What needs to be done: Reproduce the data word for word, from its first line through the line that contains "(1150, 251)"; include both of those lines.

## start

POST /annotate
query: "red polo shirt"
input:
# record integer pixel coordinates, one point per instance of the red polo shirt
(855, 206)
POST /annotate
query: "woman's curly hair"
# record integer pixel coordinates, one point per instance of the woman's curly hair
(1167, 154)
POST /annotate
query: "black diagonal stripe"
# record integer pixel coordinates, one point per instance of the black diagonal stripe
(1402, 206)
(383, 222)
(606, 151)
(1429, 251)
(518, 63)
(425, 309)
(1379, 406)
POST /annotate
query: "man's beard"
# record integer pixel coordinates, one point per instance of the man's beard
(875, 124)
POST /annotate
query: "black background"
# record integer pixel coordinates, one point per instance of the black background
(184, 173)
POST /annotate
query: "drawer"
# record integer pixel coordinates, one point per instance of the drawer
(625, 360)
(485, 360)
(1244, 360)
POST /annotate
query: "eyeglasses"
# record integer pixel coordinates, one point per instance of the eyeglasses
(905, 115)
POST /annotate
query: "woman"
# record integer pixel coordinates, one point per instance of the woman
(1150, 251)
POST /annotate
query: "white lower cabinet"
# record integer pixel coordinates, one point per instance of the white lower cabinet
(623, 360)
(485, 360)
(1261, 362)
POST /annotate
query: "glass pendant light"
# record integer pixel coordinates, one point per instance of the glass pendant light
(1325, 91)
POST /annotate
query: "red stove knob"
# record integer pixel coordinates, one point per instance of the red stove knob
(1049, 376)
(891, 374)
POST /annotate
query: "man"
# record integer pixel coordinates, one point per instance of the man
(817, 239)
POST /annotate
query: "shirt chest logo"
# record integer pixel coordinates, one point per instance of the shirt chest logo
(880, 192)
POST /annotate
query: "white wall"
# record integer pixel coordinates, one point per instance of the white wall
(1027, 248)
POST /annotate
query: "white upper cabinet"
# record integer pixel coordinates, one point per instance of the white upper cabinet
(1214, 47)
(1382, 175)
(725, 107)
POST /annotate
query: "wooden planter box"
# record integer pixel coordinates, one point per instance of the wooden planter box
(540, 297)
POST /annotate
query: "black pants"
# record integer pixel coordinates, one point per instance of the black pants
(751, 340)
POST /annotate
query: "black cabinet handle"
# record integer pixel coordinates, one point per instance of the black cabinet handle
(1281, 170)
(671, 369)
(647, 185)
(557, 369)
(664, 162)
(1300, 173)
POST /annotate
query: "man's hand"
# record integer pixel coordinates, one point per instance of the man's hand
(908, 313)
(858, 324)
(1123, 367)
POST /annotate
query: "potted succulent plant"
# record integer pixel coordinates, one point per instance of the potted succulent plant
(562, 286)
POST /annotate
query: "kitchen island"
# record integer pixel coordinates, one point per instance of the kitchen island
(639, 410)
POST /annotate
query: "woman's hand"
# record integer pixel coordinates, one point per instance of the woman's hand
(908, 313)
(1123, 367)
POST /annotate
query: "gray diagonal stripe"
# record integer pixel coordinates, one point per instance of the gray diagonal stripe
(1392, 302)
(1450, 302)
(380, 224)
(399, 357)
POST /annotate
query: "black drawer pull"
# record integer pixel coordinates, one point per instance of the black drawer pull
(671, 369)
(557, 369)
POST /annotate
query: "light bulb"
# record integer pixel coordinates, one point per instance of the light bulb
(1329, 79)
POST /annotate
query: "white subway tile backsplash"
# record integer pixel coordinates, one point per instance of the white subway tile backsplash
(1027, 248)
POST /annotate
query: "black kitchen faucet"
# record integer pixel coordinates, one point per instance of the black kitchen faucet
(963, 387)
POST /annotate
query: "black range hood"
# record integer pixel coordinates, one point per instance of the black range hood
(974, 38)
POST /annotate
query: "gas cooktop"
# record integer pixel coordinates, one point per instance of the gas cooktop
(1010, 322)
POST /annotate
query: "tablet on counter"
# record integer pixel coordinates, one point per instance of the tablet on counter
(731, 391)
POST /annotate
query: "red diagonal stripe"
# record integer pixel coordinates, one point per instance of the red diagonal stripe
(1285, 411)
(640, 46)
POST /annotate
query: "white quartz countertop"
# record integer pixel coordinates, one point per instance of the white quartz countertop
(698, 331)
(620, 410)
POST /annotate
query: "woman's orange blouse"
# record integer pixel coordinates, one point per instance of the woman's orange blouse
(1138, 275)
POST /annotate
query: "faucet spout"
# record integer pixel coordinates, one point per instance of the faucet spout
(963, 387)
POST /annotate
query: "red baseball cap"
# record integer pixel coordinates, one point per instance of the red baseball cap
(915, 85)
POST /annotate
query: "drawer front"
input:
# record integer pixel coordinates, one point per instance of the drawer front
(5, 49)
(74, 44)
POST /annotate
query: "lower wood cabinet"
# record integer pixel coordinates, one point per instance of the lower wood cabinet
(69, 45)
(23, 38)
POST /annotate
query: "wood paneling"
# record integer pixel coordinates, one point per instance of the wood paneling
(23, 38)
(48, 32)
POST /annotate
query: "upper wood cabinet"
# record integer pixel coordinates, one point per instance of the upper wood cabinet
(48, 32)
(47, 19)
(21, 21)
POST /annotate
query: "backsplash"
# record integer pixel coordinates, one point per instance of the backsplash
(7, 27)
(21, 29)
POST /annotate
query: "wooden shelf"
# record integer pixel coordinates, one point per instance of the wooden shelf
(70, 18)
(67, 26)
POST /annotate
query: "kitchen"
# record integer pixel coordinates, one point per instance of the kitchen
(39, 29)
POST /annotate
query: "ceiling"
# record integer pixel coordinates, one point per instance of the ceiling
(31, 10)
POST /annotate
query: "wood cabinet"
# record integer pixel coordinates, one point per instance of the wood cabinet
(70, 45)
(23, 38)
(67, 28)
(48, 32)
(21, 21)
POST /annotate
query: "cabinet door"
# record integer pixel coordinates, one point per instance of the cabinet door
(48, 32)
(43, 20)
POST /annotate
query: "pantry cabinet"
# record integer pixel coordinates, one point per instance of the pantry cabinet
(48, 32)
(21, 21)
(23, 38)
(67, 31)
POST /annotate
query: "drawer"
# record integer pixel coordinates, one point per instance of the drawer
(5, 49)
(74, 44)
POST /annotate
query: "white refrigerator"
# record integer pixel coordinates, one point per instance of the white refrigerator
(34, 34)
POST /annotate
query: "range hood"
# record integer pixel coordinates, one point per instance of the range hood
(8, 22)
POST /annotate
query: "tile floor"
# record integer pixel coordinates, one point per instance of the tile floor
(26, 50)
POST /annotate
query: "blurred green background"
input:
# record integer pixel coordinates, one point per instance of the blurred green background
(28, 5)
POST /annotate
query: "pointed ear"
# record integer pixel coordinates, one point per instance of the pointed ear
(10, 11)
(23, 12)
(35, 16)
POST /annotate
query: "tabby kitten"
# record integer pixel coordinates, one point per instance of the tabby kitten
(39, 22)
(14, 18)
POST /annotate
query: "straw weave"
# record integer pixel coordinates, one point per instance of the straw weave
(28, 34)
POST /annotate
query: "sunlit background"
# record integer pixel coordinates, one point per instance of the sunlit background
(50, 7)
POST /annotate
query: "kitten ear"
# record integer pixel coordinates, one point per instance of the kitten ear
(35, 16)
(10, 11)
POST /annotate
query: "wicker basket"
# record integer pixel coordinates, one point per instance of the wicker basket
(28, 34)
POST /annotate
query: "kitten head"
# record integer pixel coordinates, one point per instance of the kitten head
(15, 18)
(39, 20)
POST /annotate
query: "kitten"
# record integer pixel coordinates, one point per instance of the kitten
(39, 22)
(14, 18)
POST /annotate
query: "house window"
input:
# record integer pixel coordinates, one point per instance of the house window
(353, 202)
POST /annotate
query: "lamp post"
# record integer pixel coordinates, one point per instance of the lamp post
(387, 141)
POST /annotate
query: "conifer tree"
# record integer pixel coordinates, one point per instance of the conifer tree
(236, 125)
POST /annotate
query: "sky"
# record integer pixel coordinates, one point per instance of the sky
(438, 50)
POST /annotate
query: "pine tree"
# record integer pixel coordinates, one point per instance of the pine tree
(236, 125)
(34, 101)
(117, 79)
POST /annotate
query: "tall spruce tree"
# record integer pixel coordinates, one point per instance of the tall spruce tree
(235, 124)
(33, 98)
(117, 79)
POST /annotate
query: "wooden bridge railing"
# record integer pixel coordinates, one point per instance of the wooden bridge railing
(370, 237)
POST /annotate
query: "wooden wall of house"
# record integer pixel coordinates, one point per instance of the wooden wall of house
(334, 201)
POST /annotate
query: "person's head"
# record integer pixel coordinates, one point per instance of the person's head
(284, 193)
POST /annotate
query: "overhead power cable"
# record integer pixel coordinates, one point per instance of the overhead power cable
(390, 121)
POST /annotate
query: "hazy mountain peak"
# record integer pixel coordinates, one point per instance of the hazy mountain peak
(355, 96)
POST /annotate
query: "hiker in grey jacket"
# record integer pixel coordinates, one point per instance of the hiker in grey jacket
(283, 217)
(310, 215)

## end

Task result:
POST /annotate
query: "red polo shirt"
input:
# record integer pixel coordinates, one point per instance of the red polo shirt
(855, 206)
POST /annotate
query: "woman's curly hair"
# record integer pixel coordinates, one point per instance of the woman's curly hair
(1167, 154)
POST /annotate
query: "black diagonal stripe"
# record integer pixel coordinates, one point per instance of the black diagonal stripe
(1402, 206)
(383, 222)
(606, 151)
(1429, 251)
(518, 63)
(425, 309)
(1379, 406)
POST /annotate
query: "man's beard"
# record integer pixel coordinates, one point per instance of the man's beard
(875, 124)
POST /annotate
query: "black background"
# record integer pixel coordinates, one point per instance of the black background
(184, 173)
POST /annotate
query: "drawer"
# record integer pixel coordinates, one point per instance of the drawer
(625, 360)
(485, 360)
(1244, 360)
POST /annotate
query: "eyeglasses"
# record integer pixel coordinates, one point per instance of the eyeglasses
(905, 115)
POST /annotate
query: "woman"
# record integer pixel coordinates, one point per instance of the woman
(1150, 251)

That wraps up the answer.